ASSIGNED TASK
State how many lines of the records below contain the word "approximate", giving the number and nothing else.

►

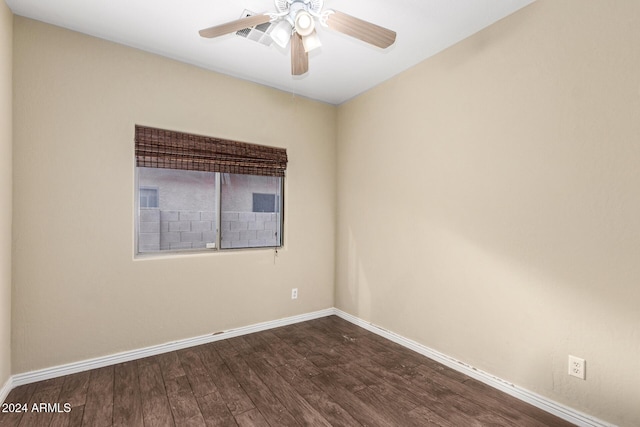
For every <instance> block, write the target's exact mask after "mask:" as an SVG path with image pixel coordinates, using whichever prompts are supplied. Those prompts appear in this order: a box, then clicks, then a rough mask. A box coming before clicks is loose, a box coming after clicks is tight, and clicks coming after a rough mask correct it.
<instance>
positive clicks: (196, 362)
mask: <svg viewBox="0 0 640 427" xmlns="http://www.w3.org/2000/svg"><path fill="white" fill-rule="evenodd" d="M178 358H179V359H180V363H181V364H182V369H184V372H185V374H186V376H187V378H188V379H189V383H190V384H191V389H192V390H193V394H194V396H196V397H200V396H206V395H207V394H211V393H214V392H216V391H217V390H218V389H217V387H216V384H215V382H214V381H213V380H212V379H211V377H210V376H209V372H207V369H206V368H205V367H204V364H203V363H202V360H201V359H200V351H197V350H196V349H194V348H188V349H185V350H180V351H179V352H178Z"/></svg>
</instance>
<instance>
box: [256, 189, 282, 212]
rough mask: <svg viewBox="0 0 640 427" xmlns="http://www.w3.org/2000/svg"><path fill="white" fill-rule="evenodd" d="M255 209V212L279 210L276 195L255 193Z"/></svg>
mask: <svg viewBox="0 0 640 427" xmlns="http://www.w3.org/2000/svg"><path fill="white" fill-rule="evenodd" d="M253 211H254V212H277V210H276V195H275V194H264V193H253Z"/></svg>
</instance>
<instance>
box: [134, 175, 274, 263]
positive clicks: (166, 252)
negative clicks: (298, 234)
mask: <svg viewBox="0 0 640 427" xmlns="http://www.w3.org/2000/svg"><path fill="white" fill-rule="evenodd" d="M139 168H140V167H139V166H137V165H135V164H134V171H135V175H134V178H135V179H134V185H135V188H134V200H135V205H134V216H135V221H134V258H136V259H137V258H158V257H163V256H176V255H185V256H186V255H196V254H206V253H221V252H242V251H250V250H280V249H283V248H284V246H285V231H284V229H285V219H284V217H285V216H284V192H285V177H277V178H280V185H279V191H280V193H279V194H277V193H276V195H275V199H276V201H275V204H276V206H275V207H276V209H277V210H276V213H278V214H279V215H280V228H279V230H280V236H279V239H278V241H279V245H277V246H248V247H241V248H223V247H222V230H221V223H222V211H221V206H222V203H221V194H222V178H221V175H222V173H221V172H212V173H214V174H215V178H214V181H215V189H214V206H215V223H214V228H215V233H216V241H215V248H192V249H164V250H158V251H140V241H139V240H140V232H141V231H140V214H141V211H142V210H145V209H160V196H159V194H160V191H159V189H158V188H157V187H153V186H149V185H144V186H142V187H141V186H140V176H139ZM250 176H260V175H250ZM149 188H153V189H156V190H158V207H155V208H148V207H141V206H140V189H149ZM278 196H279V197H278Z"/></svg>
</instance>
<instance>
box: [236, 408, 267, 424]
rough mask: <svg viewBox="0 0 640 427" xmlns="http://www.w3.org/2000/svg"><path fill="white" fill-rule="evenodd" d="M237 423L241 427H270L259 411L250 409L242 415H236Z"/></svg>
mask: <svg viewBox="0 0 640 427" xmlns="http://www.w3.org/2000/svg"><path fill="white" fill-rule="evenodd" d="M236 422H237V423H238V426H240V427H270V426H271V425H270V424H269V423H268V422H267V420H266V419H265V418H264V416H263V415H262V414H261V413H260V411H259V410H258V409H250V410H248V411H246V412H243V413H242V414H239V415H236Z"/></svg>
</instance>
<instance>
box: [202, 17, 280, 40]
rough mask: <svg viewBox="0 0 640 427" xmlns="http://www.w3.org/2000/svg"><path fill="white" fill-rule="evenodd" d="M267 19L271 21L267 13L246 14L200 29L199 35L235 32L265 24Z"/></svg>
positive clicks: (219, 35)
mask: <svg viewBox="0 0 640 427" xmlns="http://www.w3.org/2000/svg"><path fill="white" fill-rule="evenodd" d="M269 21H271V17H270V16H269V15H253V16H247V17H246V18H240V19H237V20H235V21H231V22H227V23H226V24H222V25H216V26H215V27H210V28H205V29H204V30H200V35H201V36H202V37H206V38H209V39H210V38H214V37H219V36H223V35H225V34H229V33H235V32H236V31H240V30H244V29H245V28H251V27H255V26H256V25H260V24H266V23H267V22H269Z"/></svg>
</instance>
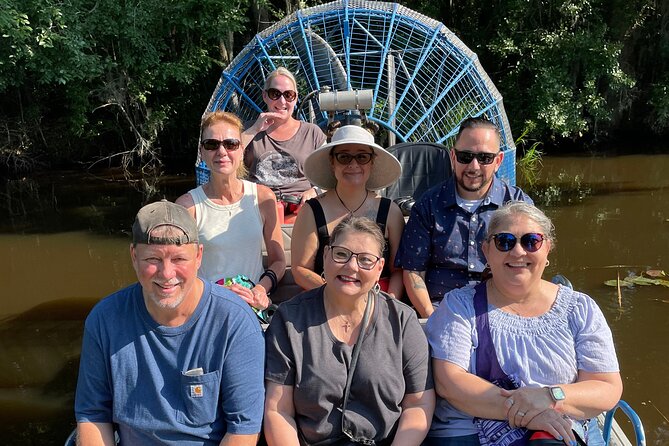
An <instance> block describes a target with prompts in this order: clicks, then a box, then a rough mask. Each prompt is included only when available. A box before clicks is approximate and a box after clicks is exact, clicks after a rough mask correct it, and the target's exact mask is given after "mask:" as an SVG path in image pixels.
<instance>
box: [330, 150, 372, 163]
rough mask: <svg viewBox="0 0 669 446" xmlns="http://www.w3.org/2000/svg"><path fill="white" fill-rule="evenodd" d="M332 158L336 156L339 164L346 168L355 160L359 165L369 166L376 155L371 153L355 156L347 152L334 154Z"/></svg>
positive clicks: (336, 158)
mask: <svg viewBox="0 0 669 446" xmlns="http://www.w3.org/2000/svg"><path fill="white" fill-rule="evenodd" d="M332 156H334V158H335V159H336V160H337V162H338V163H339V164H343V165H345V166H346V165H349V164H351V161H353V160H355V162H356V163H358V164H367V163H369V162H370V161H371V160H372V158H374V154H373V153H369V152H362V153H356V154H355V155H351V154H350V153H346V152H339V153H333V154H332Z"/></svg>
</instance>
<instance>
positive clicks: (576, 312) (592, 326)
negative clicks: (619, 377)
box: [569, 293, 620, 373]
mask: <svg viewBox="0 0 669 446" xmlns="http://www.w3.org/2000/svg"><path fill="white" fill-rule="evenodd" d="M569 323H570V325H571V329H572V332H574V334H575V347H576V361H577V367H578V369H579V370H583V371H585V372H591V373H608V372H618V371H620V367H619V365H618V358H617V356H616V351H615V347H614V344H613V335H612V334H611V329H610V328H609V325H608V324H607V322H606V319H605V318H604V314H603V313H602V310H601V309H600V308H599V306H597V303H596V302H595V301H594V300H593V299H592V298H591V297H590V296H587V295H585V294H582V293H579V299H578V302H577V304H576V306H575V308H574V311H573V312H572V313H571V315H570V320H569Z"/></svg>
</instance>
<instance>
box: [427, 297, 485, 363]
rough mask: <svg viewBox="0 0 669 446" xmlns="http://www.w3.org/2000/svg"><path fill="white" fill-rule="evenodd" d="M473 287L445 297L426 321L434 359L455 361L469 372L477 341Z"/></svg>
mask: <svg viewBox="0 0 669 446" xmlns="http://www.w3.org/2000/svg"><path fill="white" fill-rule="evenodd" d="M473 293H474V288H473V287H465V288H459V289H455V290H453V291H451V292H449V293H447V294H446V296H445V297H444V300H442V302H441V305H439V307H438V308H437V309H436V310H435V312H434V313H432V315H431V316H430V318H429V319H428V320H427V326H426V333H427V339H428V341H429V343H430V347H431V349H432V357H433V358H436V359H441V360H444V361H448V362H452V363H454V364H456V365H458V366H460V367H462V368H463V369H465V370H468V371H469V365H470V362H471V356H472V351H473V349H475V348H476V344H475V343H477V342H478V341H477V339H476V338H475V331H476V330H475V315H474V304H473Z"/></svg>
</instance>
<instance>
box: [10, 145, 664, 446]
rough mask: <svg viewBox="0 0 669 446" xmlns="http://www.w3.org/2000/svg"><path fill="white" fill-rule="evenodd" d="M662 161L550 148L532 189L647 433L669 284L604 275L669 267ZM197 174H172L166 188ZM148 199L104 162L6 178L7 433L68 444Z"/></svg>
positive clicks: (553, 263) (658, 367)
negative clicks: (111, 297) (600, 316)
mask: <svg viewBox="0 0 669 446" xmlns="http://www.w3.org/2000/svg"><path fill="white" fill-rule="evenodd" d="M667 172H669V155H631V156H617V157H546V158H545V159H544V161H543V169H542V171H541V178H540V182H539V185H538V187H537V189H536V191H534V193H533V196H534V197H535V200H536V201H537V203H538V204H539V205H540V207H542V208H543V209H544V210H545V211H546V212H547V213H548V215H549V216H550V217H551V218H552V219H553V221H554V223H555V226H556V228H557V245H556V247H555V250H554V251H553V252H552V253H551V255H550V257H549V258H550V260H551V265H550V266H549V267H548V269H547V271H546V277H549V276H552V275H553V274H556V273H558V272H559V273H562V274H564V275H566V276H567V277H568V278H569V279H570V280H571V282H572V283H573V285H574V287H575V288H576V289H578V290H581V291H584V292H586V293H588V294H589V295H591V296H592V297H593V298H595V300H596V301H597V302H598V304H599V305H600V306H601V308H602V310H603V311H604V314H605V315H606V318H607V320H608V322H609V324H610V326H611V328H612V330H613V334H614V338H615V342H616V348H617V352H618V357H619V359H620V363H621V371H622V376H623V381H624V385H625V390H624V394H623V398H624V399H625V400H627V401H628V402H629V403H630V404H631V405H632V406H633V407H634V408H635V410H636V411H637V412H638V413H639V415H640V416H641V418H642V420H643V422H644V425H645V428H646V433H647V437H648V444H650V445H665V444H669V420H668V419H667V418H668V417H669V385H668V384H667V382H668V381H667V377H668V376H669V360H667V358H668V357H669V346H668V345H669V344H668V343H667V339H669V323H667V322H668V319H669V288H666V287H663V286H659V285H651V286H638V285H637V286H635V287H634V288H622V290H621V296H620V297H621V299H620V302H619V295H618V291H617V289H616V288H615V287H609V286H606V285H604V282H605V281H607V280H611V279H616V277H617V275H618V274H619V275H620V278H621V279H622V278H624V277H626V276H628V275H630V274H640V273H641V272H642V271H644V270H646V269H649V268H650V269H658V270H662V269H664V270H666V271H667V272H669V175H667ZM193 181H194V180H193V179H192V178H190V177H185V176H177V177H169V178H165V179H164V181H163V183H162V185H161V186H160V190H161V194H162V195H164V196H165V197H166V198H168V199H172V200H173V199H174V198H176V197H177V196H178V195H180V194H181V193H183V192H185V191H187V190H188V189H189V188H190V187H191V186H192V185H193ZM141 203H142V195H141V194H140V193H139V192H137V191H135V190H133V189H131V188H129V187H128V186H127V185H126V183H125V182H124V181H123V180H122V177H121V176H120V175H118V174H116V176H115V175H114V174H113V173H109V172H107V173H105V174H104V176H93V175H90V174H82V173H80V172H56V173H53V174H49V175H45V176H43V177H41V178H39V179H35V180H31V179H23V180H7V181H5V182H4V184H0V247H1V248H2V252H5V255H4V256H2V257H0V271H2V283H3V290H2V292H1V294H0V420H1V421H2V426H1V427H0V444H13V445H61V444H62V443H63V441H64V439H65V437H66V436H67V435H68V433H69V432H70V431H71V429H72V428H73V427H74V415H73V408H72V406H73V393H74V387H75V384H76V375H77V368H78V357H79V349H80V343H81V333H82V327H83V319H84V318H85V316H86V314H87V313H88V311H89V310H90V308H91V307H92V306H93V305H94V304H95V302H96V301H97V300H99V299H100V298H101V297H103V296H105V295H107V294H109V293H111V292H113V291H115V290H117V289H119V288H121V287H123V286H125V285H126V284H129V283H131V282H133V281H134V280H135V277H134V272H133V270H132V267H131V265H130V261H129V253H128V247H129V236H128V230H129V228H130V225H131V223H132V219H133V217H134V214H135V212H136V211H137V209H139V207H140V206H141ZM619 421H620V422H621V424H623V426H624V427H625V428H626V430H627V431H628V432H631V430H630V429H629V424H628V423H626V422H625V421H624V420H623V418H622V417H619Z"/></svg>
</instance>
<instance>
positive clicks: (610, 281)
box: [604, 279, 634, 288]
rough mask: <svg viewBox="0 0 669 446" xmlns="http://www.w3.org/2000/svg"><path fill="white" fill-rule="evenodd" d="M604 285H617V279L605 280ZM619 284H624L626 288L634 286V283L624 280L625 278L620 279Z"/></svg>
mask: <svg viewBox="0 0 669 446" xmlns="http://www.w3.org/2000/svg"><path fill="white" fill-rule="evenodd" d="M604 285H606V286H613V287H617V286H618V281H617V280H615V279H613V280H607V281H606V282H604ZM620 286H626V287H627V288H634V284H633V283H631V282H626V281H625V280H621V281H620Z"/></svg>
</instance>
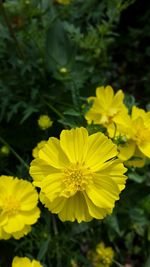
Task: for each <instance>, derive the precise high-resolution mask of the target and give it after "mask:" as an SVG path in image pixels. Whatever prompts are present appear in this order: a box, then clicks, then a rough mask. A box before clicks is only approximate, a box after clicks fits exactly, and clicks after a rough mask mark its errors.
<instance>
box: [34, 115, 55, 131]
mask: <svg viewBox="0 0 150 267" xmlns="http://www.w3.org/2000/svg"><path fill="white" fill-rule="evenodd" d="M52 124H53V121H52V120H51V118H50V117H49V116H48V115H41V116H40V117H39V119H38V125H39V127H40V128H41V130H46V129H48V128H50V127H51V126H52Z"/></svg>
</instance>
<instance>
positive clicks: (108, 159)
mask: <svg viewBox="0 0 150 267" xmlns="http://www.w3.org/2000/svg"><path fill="white" fill-rule="evenodd" d="M117 154H118V152H117V147H116V145H114V144H113V142H112V141H111V140H110V139H108V138H107V137H106V136H105V135H104V134H102V133H95V134H92V135H91V136H89V139H88V150H87V154H86V158H85V164H86V165H87V166H88V167H90V169H91V170H92V171H94V172H95V171H98V170H99V169H100V168H101V167H102V165H103V163H104V162H105V161H107V160H110V159H111V158H113V157H115V156H116V155H117Z"/></svg>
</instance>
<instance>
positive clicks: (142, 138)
mask: <svg viewBox="0 0 150 267" xmlns="http://www.w3.org/2000/svg"><path fill="white" fill-rule="evenodd" d="M108 133H109V136H110V137H111V138H113V136H114V134H115V136H116V137H118V136H122V137H123V138H124V139H126V142H124V144H120V145H119V147H118V149H119V152H120V153H119V155H118V157H119V158H120V159H122V160H123V161H125V160H128V159H130V158H131V157H133V156H135V157H139V160H140V158H141V162H136V161H135V162H133V161H130V164H131V163H132V162H133V165H135V166H136V164H137V165H139V167H141V166H143V164H144V163H145V157H150V112H145V111H144V110H143V109H139V108H137V107H135V106H133V108H132V113H131V116H129V115H128V114H126V115H125V116H124V117H122V120H121V121H120V122H119V123H118V124H116V125H114V124H111V125H109V127H108Z"/></svg>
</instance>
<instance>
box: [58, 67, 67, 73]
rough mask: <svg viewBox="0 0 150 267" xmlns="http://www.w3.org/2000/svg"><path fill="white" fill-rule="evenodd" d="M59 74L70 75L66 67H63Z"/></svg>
mask: <svg viewBox="0 0 150 267" xmlns="http://www.w3.org/2000/svg"><path fill="white" fill-rule="evenodd" d="M59 72H60V73H62V74H66V73H68V69H67V68H65V67H62V68H60V69H59Z"/></svg>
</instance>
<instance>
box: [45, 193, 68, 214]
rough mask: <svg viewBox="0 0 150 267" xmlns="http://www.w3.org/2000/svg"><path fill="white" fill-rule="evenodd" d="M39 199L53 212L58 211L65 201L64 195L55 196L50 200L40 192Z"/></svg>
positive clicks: (49, 209) (65, 201)
mask: <svg viewBox="0 0 150 267" xmlns="http://www.w3.org/2000/svg"><path fill="white" fill-rule="evenodd" d="M40 200H41V202H42V203H43V204H44V205H45V207H46V208H48V209H49V210H50V211H51V212H53V213H59V212H60V211H61V210H62V209H63V207H64V204H65V203H66V201H67V199H66V198H64V197H57V198H56V199H54V200H53V201H52V202H51V201H50V200H49V199H48V198H47V197H46V195H45V194H43V193H41V194H40Z"/></svg>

◄

COMPLETED TASK
2